Richard Dupont (born 1968) is a Postdigital American artist whose installations, sculptures, paintings and prints examine the social implications of 21st Century digital technology.

Early life and education 
Dupont was born in New York City in 1968. He received an AB degree from the Departments of Visual Art and Art and Archeology at Princeton University in 1991. He has lived in New York City since 1991.

Artistic practice 
A pioneer in the field of Digital Art, Dupont began using scanners and 3D printing in 2002 to capture and replicate distorted images of his body. Dupont had his whole body scanned at a General Dynamics facility on The Wright-Patterson Air Force Base in 2004. Dupont's work examines the degree to which the primacy of the human gesture has been radically altered by the onset of digital technology. He also uses his art to interrogate expressions of power and control, and to examine how anthropometry, the Victorian science of mapping the body, has morphed over the past century into biometrics.
☆ ☆ ☆ ☆ ☆
**CHALLENGE:** Reproduce the Richard Dupont biography word for word.

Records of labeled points
☆ ☆ ☆ ☆ ☆
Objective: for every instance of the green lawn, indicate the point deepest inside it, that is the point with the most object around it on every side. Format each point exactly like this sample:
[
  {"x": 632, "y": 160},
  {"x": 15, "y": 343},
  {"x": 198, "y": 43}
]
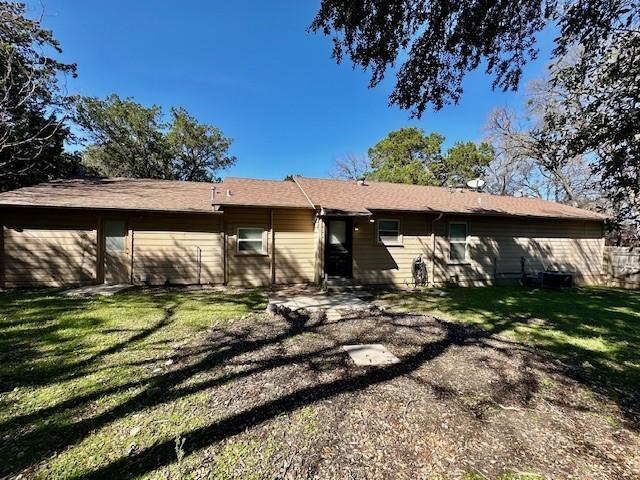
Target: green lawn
☆ ☆ ☆ ☆ ☆
**FINISHED ANSWER:**
Richard Dupont (born 1968) is a Postdigital American artist whose installations, sculptures, paintings and prints examine the social implications of 21st Century digital technology.

Early life and education 
Dupont was born in New York City in 1968. He received an AB degree from the Departments of Visual Art and Art and Archeology at Princeton University in 1991. He has lived in New York City since 1991.

Artistic practice 
A pioneer in the field of Digital Art, Dupont began using scanners and 3D printing in 2002 to capture and replicate distorted images of his body. Dupont had his whole body scanned at a General Dynamics facility on The Wright-Patterson Air Force Base in 2004. Dupont's work examines the degree to which the primacy of the human gesture has been radically altered by the onset of digital technology. He also uses his art to interrogate expressions of power and control, and to examine how anthropometry, the Victorian science of mapping the body, has morphed over the past century into biometrics.